### [ACTION ITEM]
For the word "window", tally the lines of the data that contain it and give the tally alone.

### [RECORDS FOR THE EXERCISE]

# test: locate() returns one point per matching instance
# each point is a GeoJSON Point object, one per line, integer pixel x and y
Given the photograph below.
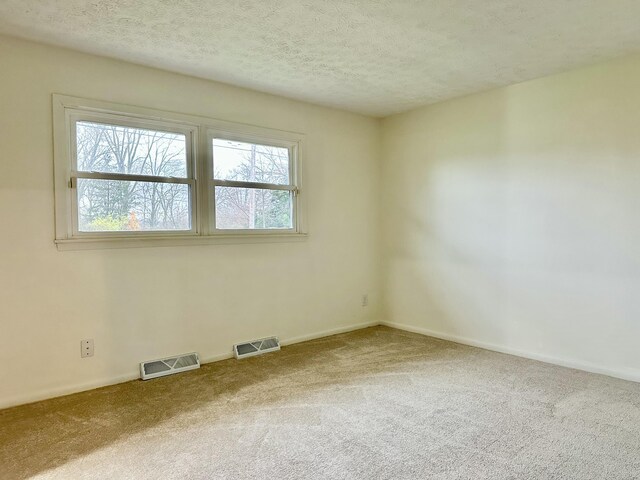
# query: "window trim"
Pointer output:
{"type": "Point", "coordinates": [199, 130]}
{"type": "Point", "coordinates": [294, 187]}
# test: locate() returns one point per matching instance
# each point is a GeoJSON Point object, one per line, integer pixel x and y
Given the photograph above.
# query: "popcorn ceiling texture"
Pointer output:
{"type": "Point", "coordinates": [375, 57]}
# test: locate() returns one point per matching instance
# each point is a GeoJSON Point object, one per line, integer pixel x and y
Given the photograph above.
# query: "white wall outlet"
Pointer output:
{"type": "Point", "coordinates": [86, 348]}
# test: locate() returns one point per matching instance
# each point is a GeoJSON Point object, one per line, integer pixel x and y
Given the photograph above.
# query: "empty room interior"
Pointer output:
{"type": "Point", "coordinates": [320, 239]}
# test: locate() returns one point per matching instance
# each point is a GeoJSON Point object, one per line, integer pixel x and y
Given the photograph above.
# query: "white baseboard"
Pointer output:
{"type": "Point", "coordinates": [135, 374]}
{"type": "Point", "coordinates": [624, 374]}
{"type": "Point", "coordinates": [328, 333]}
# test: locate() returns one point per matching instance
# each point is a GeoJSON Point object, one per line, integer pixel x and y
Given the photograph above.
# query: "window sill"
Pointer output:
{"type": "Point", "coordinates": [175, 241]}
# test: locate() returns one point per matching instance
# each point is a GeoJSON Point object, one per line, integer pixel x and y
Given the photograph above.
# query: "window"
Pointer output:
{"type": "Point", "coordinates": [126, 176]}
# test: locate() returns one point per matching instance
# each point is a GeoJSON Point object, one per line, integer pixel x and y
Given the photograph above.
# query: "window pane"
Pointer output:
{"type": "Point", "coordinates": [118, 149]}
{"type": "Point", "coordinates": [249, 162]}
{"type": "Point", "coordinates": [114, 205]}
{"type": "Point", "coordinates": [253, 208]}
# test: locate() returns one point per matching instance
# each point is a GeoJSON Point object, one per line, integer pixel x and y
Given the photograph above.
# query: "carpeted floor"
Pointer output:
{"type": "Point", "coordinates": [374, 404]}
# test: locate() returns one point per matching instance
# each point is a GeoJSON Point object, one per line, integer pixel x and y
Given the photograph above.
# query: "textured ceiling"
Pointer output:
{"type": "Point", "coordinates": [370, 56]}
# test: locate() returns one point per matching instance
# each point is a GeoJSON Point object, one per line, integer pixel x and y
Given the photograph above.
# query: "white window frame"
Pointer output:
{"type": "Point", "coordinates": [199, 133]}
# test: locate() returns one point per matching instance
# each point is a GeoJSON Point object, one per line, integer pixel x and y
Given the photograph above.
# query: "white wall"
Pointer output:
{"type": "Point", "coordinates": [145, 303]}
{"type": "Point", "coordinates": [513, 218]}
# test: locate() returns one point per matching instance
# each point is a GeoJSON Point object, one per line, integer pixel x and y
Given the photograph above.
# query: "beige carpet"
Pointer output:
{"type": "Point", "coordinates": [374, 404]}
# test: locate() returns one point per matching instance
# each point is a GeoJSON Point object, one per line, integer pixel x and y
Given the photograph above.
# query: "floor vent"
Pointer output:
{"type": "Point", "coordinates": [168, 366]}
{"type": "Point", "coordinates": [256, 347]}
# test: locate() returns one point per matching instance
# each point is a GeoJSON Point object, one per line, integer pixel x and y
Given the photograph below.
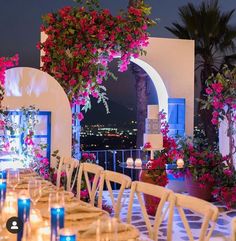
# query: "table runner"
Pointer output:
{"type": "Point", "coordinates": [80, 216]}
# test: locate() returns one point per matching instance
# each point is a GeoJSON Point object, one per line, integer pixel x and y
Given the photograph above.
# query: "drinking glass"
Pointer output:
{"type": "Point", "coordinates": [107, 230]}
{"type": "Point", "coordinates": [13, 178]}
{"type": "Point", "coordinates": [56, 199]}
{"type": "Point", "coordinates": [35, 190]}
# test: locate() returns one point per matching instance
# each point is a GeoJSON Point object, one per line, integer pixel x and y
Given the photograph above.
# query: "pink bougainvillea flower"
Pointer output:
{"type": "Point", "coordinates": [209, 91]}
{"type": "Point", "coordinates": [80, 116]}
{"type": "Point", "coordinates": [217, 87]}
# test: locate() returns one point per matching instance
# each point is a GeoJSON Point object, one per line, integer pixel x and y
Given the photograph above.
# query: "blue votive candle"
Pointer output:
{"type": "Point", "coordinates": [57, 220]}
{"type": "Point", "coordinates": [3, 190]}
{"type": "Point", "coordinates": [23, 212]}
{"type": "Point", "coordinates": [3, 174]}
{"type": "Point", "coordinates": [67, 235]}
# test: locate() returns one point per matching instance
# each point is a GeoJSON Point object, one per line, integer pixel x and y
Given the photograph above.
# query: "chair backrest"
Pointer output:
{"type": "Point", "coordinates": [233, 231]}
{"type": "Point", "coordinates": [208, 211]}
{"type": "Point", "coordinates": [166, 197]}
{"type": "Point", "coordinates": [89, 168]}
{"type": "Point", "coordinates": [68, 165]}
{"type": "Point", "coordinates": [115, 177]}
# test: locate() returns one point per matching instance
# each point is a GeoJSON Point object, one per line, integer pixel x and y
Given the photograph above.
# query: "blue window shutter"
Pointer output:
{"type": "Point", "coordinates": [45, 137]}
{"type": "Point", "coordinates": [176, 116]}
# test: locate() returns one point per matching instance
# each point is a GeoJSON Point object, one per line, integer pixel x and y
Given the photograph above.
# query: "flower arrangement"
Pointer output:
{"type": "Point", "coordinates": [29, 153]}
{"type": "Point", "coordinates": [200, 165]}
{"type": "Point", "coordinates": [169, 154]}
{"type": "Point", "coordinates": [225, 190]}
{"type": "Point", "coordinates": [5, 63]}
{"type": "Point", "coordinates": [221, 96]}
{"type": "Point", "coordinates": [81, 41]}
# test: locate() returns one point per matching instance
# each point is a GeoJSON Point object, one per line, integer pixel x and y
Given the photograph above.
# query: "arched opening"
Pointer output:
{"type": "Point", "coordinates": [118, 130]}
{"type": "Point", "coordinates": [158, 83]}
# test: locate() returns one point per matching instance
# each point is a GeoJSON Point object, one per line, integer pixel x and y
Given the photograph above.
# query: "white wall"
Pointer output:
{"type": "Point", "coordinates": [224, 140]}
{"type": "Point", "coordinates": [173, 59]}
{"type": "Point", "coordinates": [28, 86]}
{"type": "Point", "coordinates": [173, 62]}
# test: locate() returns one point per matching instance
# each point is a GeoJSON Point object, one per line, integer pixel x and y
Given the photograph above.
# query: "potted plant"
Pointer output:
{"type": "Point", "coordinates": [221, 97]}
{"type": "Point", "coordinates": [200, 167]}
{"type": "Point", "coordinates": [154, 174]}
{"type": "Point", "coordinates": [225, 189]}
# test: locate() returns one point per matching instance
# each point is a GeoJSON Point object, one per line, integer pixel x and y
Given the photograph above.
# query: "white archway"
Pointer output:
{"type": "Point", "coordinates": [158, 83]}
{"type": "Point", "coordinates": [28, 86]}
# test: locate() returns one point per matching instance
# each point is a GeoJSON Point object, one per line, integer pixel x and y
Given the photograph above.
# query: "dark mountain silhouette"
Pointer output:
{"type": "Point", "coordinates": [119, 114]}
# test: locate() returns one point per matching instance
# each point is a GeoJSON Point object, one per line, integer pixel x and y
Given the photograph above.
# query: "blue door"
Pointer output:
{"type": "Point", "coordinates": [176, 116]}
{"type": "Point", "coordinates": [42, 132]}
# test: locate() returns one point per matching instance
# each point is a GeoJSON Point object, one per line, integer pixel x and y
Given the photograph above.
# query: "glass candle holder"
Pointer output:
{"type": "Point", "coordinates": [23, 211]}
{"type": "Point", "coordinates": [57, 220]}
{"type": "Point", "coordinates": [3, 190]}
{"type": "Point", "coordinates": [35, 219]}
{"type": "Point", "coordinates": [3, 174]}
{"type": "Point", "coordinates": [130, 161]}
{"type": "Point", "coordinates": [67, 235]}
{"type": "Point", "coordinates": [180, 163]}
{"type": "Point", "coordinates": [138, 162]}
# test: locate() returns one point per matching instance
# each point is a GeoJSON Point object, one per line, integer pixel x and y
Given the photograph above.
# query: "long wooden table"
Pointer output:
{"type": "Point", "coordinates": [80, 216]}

### [OUTPUT OF THE EXERCISE]
6